**Exercise task:** Edit the lines below so that every "rocky shore" becomes "stony shore", and change nothing else.
═════ Provided records
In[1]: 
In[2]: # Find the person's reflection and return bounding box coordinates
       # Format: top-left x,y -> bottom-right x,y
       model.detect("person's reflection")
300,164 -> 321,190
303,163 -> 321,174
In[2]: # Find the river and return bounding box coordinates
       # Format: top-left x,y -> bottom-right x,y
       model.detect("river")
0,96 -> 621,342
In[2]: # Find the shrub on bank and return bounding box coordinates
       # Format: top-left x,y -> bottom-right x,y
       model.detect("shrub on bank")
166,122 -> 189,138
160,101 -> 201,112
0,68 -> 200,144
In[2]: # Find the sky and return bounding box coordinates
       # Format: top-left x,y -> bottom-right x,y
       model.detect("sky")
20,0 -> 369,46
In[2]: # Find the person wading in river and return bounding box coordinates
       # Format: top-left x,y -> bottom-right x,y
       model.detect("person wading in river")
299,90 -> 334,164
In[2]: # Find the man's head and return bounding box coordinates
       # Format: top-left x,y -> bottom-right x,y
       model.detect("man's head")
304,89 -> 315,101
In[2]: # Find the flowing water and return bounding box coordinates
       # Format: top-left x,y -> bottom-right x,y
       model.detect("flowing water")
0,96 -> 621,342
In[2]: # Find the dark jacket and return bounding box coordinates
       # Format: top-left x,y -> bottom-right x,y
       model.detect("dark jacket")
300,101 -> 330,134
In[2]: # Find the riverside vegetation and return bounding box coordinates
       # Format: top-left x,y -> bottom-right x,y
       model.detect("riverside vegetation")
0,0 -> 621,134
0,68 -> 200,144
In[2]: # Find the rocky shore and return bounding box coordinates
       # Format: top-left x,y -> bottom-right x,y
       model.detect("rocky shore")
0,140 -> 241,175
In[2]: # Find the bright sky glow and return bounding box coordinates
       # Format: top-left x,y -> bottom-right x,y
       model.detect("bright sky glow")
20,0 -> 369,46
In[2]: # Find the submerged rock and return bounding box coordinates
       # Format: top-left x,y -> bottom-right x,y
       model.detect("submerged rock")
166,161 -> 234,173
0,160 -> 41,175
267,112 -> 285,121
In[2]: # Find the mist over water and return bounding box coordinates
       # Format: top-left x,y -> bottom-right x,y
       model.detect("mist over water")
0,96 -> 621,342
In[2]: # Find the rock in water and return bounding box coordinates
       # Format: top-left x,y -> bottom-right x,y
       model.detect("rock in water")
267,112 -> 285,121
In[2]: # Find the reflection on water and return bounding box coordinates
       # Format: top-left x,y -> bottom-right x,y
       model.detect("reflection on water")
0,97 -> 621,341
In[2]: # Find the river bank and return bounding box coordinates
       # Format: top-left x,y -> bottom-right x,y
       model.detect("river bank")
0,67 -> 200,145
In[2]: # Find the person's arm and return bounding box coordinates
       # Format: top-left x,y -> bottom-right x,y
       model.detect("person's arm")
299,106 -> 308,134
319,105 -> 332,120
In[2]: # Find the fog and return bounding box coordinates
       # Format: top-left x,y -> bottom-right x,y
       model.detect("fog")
══════════
**Result below:**
In[1]: 
In[2]: # Find the person's reflection and return bounding box coordinates
       # Format: top-left x,y -> bottom-right x,y
       model.detect("person's reflection")
300,164 -> 321,190
303,163 -> 321,174
In[2]: # Find the river and return bounding box coordinates
       # Format: top-left x,y -> bottom-right x,y
       model.detect("river")
0,96 -> 621,342
In[2]: # Find the shrub on bank and return bounding box coordinates
       # Format: top-left x,y -> bottom-right x,y
       model.detect("shrub on bank")
166,122 -> 189,138
160,101 -> 201,112
0,68 -> 200,144
In[2]: # Find the sky and return bounding box coordinates
       # Format: top-left x,y -> bottom-right x,y
       model.detect("sky")
20,0 -> 369,46
In[2]: # Find the person wading in river and return bounding box coordinates
       # Format: top-left x,y -> bottom-right x,y
       model.detect("person wading in river")
299,90 -> 334,164
In[2]: # Find the man's head and return bounding box coordinates
       # Format: top-left x,y -> bottom-right x,y
       model.detect("man's head")
304,89 -> 315,101
In[2]: # Find the flowing water and return bounding box coordinates
       # Format: top-left x,y -> bottom-right x,y
       model.detect("flowing water")
0,96 -> 621,342
In[2]: # Find the dark jacket and return bounding box coordinates
       # Format: top-left x,y -> bottom-right x,y
       model.detect("dark jacket")
300,101 -> 330,134
In[2]: # Find the riverside vegetation and return bounding box coordinates
       # Format: top-left x,y -> bottom-right x,y
       model.detect("riverside vegetation")
0,0 -> 621,134
0,68 -> 200,144
In[2]: # Find the stony shore and return bounding box coordinates
       # Format: top-left x,y -> bottom-right x,y
       model.detect("stony shore")
0,140 -> 241,175
In[2]: # Find the bright sky glow and return bounding box coordinates
       # Format: top-left x,y -> bottom-right x,y
       model.detect("bright sky glow")
20,0 -> 369,46
In[2]: # Find the submerged rock and return bounding box coordinates
       # Format: top-left x,y -> bottom-right x,y
       model.detect("submerged rock")
166,161 -> 234,173
0,160 -> 41,175
267,112 -> 285,121
In[2]: # Find the mist over water and return bounding box coordinates
       # Format: top-left x,y -> bottom-right x,y
       model.detect("mist over water")
0,96 -> 621,342
In[2]: # Find the rock in water and return bounding box coordinates
       # Format: top-left x,y -> bottom-right x,y
       model.detect("rock in water")
267,112 -> 285,121
In[2]: # Find the reflection on water and return bounding box coordinates
       # Format: top-left x,y -> bottom-right x,y
       model.detect("reflection on water")
0,97 -> 621,341
In[2]: # Find the river bank and return bounding box coordinates
       # Format: top-left x,y -> bottom-right x,y
       model.detect("river bank")
0,67 -> 200,145
In[2]: # Find the person's arm and return bounding box coordinates
       # Format: top-left x,y -> bottom-right x,y
       model.detect("person's arm")
299,106 -> 308,134
319,105 -> 332,120
In[2]: # Find the fog and return bounding box coordinates
       # Format: top-left x,y -> bottom-right x,y
       model.detect("fog")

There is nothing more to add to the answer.